__WHAT YOU NEED TO DO__: Copy all of the records below verbatim.

___ DATA SUPPLIED

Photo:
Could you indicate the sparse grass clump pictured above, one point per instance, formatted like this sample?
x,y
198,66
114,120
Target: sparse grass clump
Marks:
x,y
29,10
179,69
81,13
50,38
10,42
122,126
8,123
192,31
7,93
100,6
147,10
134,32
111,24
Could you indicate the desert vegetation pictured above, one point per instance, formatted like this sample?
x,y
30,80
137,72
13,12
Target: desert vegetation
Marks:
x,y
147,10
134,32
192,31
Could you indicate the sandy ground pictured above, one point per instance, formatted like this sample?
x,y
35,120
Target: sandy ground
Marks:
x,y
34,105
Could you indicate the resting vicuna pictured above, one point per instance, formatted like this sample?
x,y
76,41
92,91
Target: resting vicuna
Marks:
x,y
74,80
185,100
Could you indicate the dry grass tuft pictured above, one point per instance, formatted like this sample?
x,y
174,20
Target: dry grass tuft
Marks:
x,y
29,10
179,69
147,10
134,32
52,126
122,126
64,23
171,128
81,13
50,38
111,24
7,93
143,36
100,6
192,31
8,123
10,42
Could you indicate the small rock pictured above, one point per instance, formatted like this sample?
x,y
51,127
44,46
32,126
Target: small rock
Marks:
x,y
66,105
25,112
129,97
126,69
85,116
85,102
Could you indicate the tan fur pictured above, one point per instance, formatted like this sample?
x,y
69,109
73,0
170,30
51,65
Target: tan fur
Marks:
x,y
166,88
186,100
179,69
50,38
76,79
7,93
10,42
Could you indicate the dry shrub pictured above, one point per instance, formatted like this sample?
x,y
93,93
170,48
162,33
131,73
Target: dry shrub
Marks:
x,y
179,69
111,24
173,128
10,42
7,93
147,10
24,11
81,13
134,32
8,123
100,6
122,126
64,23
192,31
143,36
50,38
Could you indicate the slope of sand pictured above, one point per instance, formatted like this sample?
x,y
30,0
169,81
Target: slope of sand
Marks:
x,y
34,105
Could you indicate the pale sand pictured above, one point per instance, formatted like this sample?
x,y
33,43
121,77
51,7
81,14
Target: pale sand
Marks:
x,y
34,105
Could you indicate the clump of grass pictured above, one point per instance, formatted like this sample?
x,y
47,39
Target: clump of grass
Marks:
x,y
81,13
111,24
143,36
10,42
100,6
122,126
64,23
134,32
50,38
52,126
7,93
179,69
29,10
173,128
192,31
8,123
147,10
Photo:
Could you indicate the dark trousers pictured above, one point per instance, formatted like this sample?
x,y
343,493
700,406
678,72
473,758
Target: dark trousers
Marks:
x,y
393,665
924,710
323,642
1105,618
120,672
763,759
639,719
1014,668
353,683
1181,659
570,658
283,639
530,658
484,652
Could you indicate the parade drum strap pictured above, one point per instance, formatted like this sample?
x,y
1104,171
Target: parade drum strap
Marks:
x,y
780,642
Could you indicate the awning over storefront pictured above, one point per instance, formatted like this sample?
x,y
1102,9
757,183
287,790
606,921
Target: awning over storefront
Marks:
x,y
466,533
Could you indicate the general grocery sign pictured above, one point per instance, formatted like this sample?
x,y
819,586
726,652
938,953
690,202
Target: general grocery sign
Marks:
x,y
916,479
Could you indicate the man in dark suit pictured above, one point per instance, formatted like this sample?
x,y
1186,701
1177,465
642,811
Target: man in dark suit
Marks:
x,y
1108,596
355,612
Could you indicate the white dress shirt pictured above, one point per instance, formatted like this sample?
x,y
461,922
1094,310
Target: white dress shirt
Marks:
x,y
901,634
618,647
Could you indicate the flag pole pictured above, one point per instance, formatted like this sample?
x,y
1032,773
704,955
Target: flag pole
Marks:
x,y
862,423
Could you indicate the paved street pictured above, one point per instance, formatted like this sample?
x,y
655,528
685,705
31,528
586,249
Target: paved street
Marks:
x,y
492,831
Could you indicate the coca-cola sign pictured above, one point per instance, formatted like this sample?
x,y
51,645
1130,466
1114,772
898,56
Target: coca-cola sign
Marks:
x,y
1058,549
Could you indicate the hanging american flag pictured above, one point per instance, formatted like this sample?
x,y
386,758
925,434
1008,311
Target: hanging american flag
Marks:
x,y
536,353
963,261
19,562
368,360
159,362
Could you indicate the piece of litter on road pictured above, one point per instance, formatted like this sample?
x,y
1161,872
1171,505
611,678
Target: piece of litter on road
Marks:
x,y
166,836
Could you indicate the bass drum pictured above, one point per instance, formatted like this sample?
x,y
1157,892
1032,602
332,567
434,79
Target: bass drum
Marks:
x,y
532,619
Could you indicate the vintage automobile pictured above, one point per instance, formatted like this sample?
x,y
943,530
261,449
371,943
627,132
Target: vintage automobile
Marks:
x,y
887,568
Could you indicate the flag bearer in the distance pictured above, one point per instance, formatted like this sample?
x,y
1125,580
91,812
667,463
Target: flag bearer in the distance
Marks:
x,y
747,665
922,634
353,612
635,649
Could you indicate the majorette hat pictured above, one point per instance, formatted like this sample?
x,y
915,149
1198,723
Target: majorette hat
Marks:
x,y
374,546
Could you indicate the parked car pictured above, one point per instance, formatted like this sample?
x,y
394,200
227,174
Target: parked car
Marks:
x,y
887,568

______

__THE OUTPUT__:
Photo:
Could you indicate the sparse grass clump pictured above, one point per instance, formatted like this sample?
x,y
198,66
114,120
Target: sparse grass clump
Marks:
x,y
29,10
179,69
81,13
50,38
10,42
122,126
8,123
192,31
7,93
100,6
147,10
134,32
111,24
Could you indicate the desert vegetation pictured above, one point per instance, formatted like this sample?
x,y
30,80
137,72
13,12
Target: desert vegetation
Marks:
x,y
147,10
134,32
192,31
Could you indicate the sandy ground pictured above, one point per instance, formatted like this sample?
x,y
35,120
Target: sandy ground
Marks:
x,y
34,105
Could you indicate the resting vicuna pictured above, one point per instance, formatted like this sample?
x,y
76,41
92,91
Target: resting vicuna
Marks:
x,y
74,80
185,100
Could you indicate the dry grass tuft pictured above, one point per instance, formatted like this sample?
x,y
174,20
Target: dry grass tuft
Marks:
x,y
29,10
179,69
147,10
134,32
52,126
122,126
64,23
171,128
81,13
50,38
111,24
7,93
143,36
100,6
192,31
8,123
10,42
Could you indicate the small rock pictured above, one point per instance, formatted like this sample?
x,y
51,127
44,46
32,126
Target: small rock
Marks:
x,y
66,105
25,112
129,97
126,69
85,116
85,102
Could you indicate the tan fur pictured above, one point per instance, formatted like this sample?
x,y
69,109
73,0
170,30
51,65
Target: tan fur
Marks:
x,y
166,88
186,100
179,69
50,38
76,79
7,93
10,42
Could you indicate the dry shrub pictured above, one point per instance, formatted like this sample?
x,y
93,93
170,48
162,33
131,73
Target: dry shrub
Marks:
x,y
179,69
111,24
173,128
10,42
7,93
147,10
24,11
81,13
134,32
8,123
100,6
122,126
64,23
192,31
143,36
50,38
Could you indicate the slope of sand pictured above, one point per instance, formatted like this sample?
x,y
30,0
169,81
Target: slope of sand
Marks:
x,y
34,105
Could you indicate the pale sand pictured above, one point per instance, formatted like this sample?
x,y
33,43
121,77
51,7
81,14
Target: pale sand
Marks:
x,y
34,105
Could you indicate the clump of grass pictured above, one point per instance, formatted like this sample?
x,y
47,39
Target: clump of grass
Marks:
x,y
81,13
111,24
143,36
10,42
100,6
122,126
64,23
134,32
50,38
52,126
7,93
179,69
29,10
173,128
192,31
8,123
147,10
Photo:
Could you indicate the dark trousers pictured above, one point per instance, formatted like this sample?
x,y
343,493
700,406
678,72
473,758
Target: dark trousers
Marks:
x,y
393,665
924,710
323,642
1105,618
120,672
763,759
639,719
1014,668
353,683
1181,659
570,658
283,639
530,658
484,652
Could you indicate the parade drum strap pictured above, one point per instance, formatted like this sample?
x,y
1104,171
Target: parade drum strap
Marks:
x,y
780,642
Could you indicate the awning over storefront pictured above, one point per instance, formatted like this sample?
x,y
1102,9
757,183
287,790
606,921
Target: awning over storefront
Marks:
x,y
466,533
Could you indicate the general grocery sign pictured above, one point per instance, formatted like this sample?
x,y
819,586
726,652
938,953
690,202
Target: general grocery sign
Marks:
x,y
916,479
Could you indicate the man in dark suit pictured above, one point per instance, formatted like this sample?
x,y
1186,701
1177,465
642,811
Target: man in dark suit
Marks:
x,y
1108,596
355,612
Could you indicate the white dress shirt pictured above, one point per instance, formatted like this sample?
x,y
461,922
1094,310
Target: white dress shirt
Marks:
x,y
901,634
618,647
Could you indicate the flag pole pictured above, one point per instance, formatted like this sample?
x,y
1032,773
704,955
Target: flag pole
Marks:
x,y
862,423
Could you indicate the paved street pictured above, one point per instance, formatted like this sample?
x,y
655,528
685,705
31,528
586,249
Target: paved street
Marks:
x,y
492,831
Could you indicate the coca-cola sign pictured above, one point per instance, formatted like this sample?
x,y
51,645
1130,466
1114,772
898,56
Target: coca-cola sign
Marks:
x,y
1058,549
Could you indicate the hanging american flag pictured above, one point per instance, formatted like this sample?
x,y
386,758
925,434
1008,311
Target: hanging american flag
Marks:
x,y
536,353
963,261
19,562
368,360
159,362
Could you indicate the piece of litter on road pictured above, one point per instance, formatted like this sample?
x,y
1161,872
1171,505
611,678
Target: piece of litter on road
Marks:
x,y
166,836
Could you indicate the bass drum pictured above, one point per instance, formatted like this sample?
x,y
1157,892
1032,602
332,567
434,79
Target: bass drum
Marks:
x,y
532,619
Could you indicate the vintage automobile pictured above, one point per instance, formatted like this sample?
x,y
943,530
261,449
371,943
627,132
Target: vintage automobile
Marks:
x,y
887,568
Could you indicate the flag bearer in the distance pictured above, one point per instance, formatted like this sample?
x,y
1125,580
91,812
667,463
Target: flag bearer in the distance
Marks:
x,y
747,665
922,634
353,612
635,649
Could you indicate the majorette hat pictured above, one point per instance, formatted like this sample?
x,y
915,149
1198,723
Target: majorette hat
Marks:
x,y
374,546
Could you indicate the parked car pictured above, one point per instance, formatted like this sample?
x,y
394,200
227,174
Target: parked car
Marks:
x,y
887,568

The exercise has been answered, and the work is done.